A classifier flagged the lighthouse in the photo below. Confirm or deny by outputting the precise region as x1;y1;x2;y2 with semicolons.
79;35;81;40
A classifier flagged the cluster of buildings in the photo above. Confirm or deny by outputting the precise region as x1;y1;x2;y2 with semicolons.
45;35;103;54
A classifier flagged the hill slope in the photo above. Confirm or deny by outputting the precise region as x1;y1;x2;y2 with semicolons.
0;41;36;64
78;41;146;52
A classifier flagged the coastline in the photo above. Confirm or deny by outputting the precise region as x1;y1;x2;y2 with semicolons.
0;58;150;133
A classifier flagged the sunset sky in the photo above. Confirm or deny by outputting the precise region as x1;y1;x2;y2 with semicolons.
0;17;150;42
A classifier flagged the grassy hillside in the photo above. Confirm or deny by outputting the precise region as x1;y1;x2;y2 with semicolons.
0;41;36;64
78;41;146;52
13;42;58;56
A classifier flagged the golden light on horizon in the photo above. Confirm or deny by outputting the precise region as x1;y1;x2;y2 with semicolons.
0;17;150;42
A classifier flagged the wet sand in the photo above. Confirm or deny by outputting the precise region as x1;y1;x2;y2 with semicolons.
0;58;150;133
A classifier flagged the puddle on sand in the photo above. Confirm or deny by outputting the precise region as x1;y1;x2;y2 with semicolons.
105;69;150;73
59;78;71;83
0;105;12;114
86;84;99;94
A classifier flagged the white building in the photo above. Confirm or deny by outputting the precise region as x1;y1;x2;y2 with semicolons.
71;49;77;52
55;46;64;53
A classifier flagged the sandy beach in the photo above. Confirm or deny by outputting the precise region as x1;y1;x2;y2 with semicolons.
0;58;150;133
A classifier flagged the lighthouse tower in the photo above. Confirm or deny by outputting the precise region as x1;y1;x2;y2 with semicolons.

▶ **EXERCISE DETAILS**
Reproduce all of the material above, swapping every "Confirm or deny" for "Verify" and leaving everything else untouched.

▶ **SOLUTION TO THIS PROBLEM**
A classifier flagged the lighthouse in the photo below. Verify by outputting the precise region as x1;y1;x2;y2 with semicolons.
79;35;81;40
A classifier flagged the cluster of buildings in the photo above. Verify by outputting the precise region as x1;y1;x2;y2 with semicolons.
45;35;103;54
A classifier flagged the hill slope in the photo above. Verify by outputting the precise region as x1;y1;x2;y2 with semicolons.
0;41;36;64
78;41;146;52
A classifier flagged the coastline in the photo above. Verify by outputting the precise region as x1;y1;x2;y2 with semicolons.
0;58;150;133
A classifier flagged the sunset sky in the photo above. Verify by outputting the precise region as x1;y1;x2;y2 with semicolons.
0;17;150;42
A classifier flagged the grassy hillside in the photo above. Verify by outputting the precise region as x1;y1;x2;y2 with semicolons.
0;41;36;64
78;41;146;52
13;42;58;56
A classifier flagged the golden light on horizon in the photo above. Verify by outputting the precise region as x1;y1;x2;y2 with semicolons.
0;17;150;42
A classifier flagged the wet sand in the photo above. Verify by outputting the precise region as x1;y1;x2;y2 with semicolons.
0;58;150;133
A classifier flagged the puddle on sand in the photo above. Verify by outputting the precise region as x1;y1;x2;y2 with semicolons.
105;69;150;73
59;78;71;83
0;105;12;114
86;84;99;94
A classifier flagged the white building in the photo above. Verify by outputting the precise region as x1;y1;x2;y2 with semicolons.
71;49;77;52
55;46;64;53
A classifier flagged the sandy beach in the photo above. Verify by outputting the precise region as x1;y1;x2;y2 with semicolons.
0;58;150;133
A classifier flagged the lighthouse tower in the photo above. Verify by outputting the precise region as x1;y1;x2;y2 with semicolons.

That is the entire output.